Document text:
========
Every month Marian Thomas shares an inspiration quote at the WCAKC board meeting. Enjoy!
“There is a powerful, awe-inspiring creativity manifest in our world – and indeed, in ourselves: the new, the novel, the unforeseeable, the previously unheard of, break forth roundabout us and in our midst; and human life continues to be sustained from beyond itself. This serendipitous creativity provides grounds for our hope for the future.”
~ Gordon D. Kaufman, In the Beginning . . . Creativity
(Quoted in Arts Ministry: Nurturing the Creative Life of God’s People by Michael J. Bauer,
“The most beautiful thing we can experience is the mysterious. It is the source of all true art and science. Those to whom this “emotion” is a stranger, who can no longer pause to wonder, or stand rapt in awe, are as good as dead. Their eyes are closed.”
~ Albert Einstein
“The truth is, you have signed up for a life of service by going into the Arts. And the life-altering results of that service in other peoples’ lives will NEVER disappear as fame unquestionably will. You are here to serve the word, the director, the melody, the author, the chord progression, the choreographer ~ but above all and most importantly, with every breath, step, and stroke of the keyboard, you are here to serve humanity.”
~ Joyce Di Donato, addressing the graduating class of Juilliard Conservatory of Music
“Imagination is crucial to the compassionate life. A uniquely human quality, it enables the artist to create entirely new worlds and give a strong semblance of reality to events that never happened and people who never existed. Compassion and the abandonment of ego are both essential to art …. when a film makes us weep, it is often because it has touched a buried memory or unacknowledged yearning of our own. Art calls us to recognize our pain and aspirations and to open our minds to others. Art helps to realize that we are not alone; others are suffering too.”
~ Karen Armstrong, Twelve Steps to a Compassionate Life
“Community Arts” could be loosely defined as a way of creating art in which professional artists collaborate more or less intensively with people who don’t normally actively engage in the arts.
The term relates to artistic activity based in a community setting. The term was defined in the late 1960’s and spawned a movement which grew in the United States, Canada, the UK, Ireland, and Australia. Often community art is based in deprived areas, with a community-oriented, grassroots approach. Members of a local community will come together to express concerns or issues through an artistic process, and this may involve professional artists or actors or musicians.
Community art is often seen as the work of community arts centers. Visual arts, music and theater are common mediums in community arts centers.
========
Provided material:

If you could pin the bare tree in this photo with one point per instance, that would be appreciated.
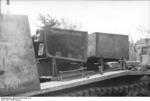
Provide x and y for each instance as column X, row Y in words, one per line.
========
What the task requires:
Reproduce the stretch of the inspiration-quotes page from "The term relates" through "in community arts centers.", switching "grassroots" to "bottom-up".

Exercise response:
The term relates to artistic activity based in a community setting. The term was defined in the late 1960’s and spawned a movement which grew in the United States, Canada, the UK, Ireland, and Australia. Often community art is based in deprived areas, with a community-oriented, bottom-up approach. Members of a local community will come together to express concerns or issues through an artistic process, and this may involve professional artists or actors or musicians.
Community art is often seen as the work of community arts centers. Visual arts, music and theater are common mediums in community arts centers.